[Records from a data source]
===
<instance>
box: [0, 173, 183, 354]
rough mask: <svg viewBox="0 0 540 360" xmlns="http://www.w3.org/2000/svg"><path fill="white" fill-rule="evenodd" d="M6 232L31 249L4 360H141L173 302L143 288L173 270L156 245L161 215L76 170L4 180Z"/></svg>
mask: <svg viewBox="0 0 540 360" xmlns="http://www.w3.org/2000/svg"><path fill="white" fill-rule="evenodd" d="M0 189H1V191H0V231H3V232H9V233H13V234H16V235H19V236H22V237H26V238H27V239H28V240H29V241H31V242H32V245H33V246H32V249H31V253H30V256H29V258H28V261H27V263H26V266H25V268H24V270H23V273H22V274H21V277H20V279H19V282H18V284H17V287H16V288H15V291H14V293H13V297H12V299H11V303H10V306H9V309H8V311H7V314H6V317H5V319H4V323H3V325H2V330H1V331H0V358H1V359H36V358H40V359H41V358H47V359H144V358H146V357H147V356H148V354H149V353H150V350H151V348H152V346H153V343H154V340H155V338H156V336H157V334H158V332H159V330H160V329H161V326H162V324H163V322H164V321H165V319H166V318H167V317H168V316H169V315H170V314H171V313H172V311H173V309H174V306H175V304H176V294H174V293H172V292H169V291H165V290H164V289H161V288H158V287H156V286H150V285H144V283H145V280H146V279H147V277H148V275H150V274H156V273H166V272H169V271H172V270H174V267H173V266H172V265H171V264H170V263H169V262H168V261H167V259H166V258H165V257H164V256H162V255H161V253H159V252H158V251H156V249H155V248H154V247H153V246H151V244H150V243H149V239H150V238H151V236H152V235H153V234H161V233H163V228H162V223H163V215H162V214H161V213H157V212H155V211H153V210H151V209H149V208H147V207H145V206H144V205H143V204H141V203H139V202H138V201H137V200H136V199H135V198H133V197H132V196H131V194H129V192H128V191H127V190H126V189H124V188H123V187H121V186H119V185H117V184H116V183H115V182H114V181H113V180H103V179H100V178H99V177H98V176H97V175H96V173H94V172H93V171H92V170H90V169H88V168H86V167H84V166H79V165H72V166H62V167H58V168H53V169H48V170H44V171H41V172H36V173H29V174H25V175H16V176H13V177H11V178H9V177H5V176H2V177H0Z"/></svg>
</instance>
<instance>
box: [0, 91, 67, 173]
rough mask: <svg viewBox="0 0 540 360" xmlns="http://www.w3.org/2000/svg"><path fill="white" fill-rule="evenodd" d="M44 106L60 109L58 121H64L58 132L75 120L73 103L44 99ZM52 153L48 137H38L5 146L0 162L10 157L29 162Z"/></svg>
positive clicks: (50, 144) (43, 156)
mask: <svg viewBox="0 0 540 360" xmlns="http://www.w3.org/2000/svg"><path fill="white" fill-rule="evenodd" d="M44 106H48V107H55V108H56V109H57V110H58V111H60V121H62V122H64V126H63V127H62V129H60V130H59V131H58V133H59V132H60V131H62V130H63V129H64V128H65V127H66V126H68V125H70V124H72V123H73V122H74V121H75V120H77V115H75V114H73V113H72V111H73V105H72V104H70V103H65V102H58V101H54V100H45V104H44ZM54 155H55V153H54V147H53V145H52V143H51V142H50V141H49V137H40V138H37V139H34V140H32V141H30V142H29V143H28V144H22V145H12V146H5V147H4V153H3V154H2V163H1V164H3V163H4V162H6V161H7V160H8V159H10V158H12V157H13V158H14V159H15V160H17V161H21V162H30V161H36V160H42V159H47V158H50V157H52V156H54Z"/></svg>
===
Return the lines unchanged, beginning at the line that has "</instance>" and stopping after the line that has "positive clicks: (50, 144) (43, 156)".

**Written response**
</instance>
<instance>
box: [0, 91, 67, 173]
rough mask: <svg viewBox="0 0 540 360" xmlns="http://www.w3.org/2000/svg"><path fill="white" fill-rule="evenodd" d="M44 106L60 109L58 121H64L58 132L75 120L73 103L44 99ZM52 153L48 137H38L5 146L0 162L10 157L29 162Z"/></svg>
positive clicks: (50, 144) (43, 156)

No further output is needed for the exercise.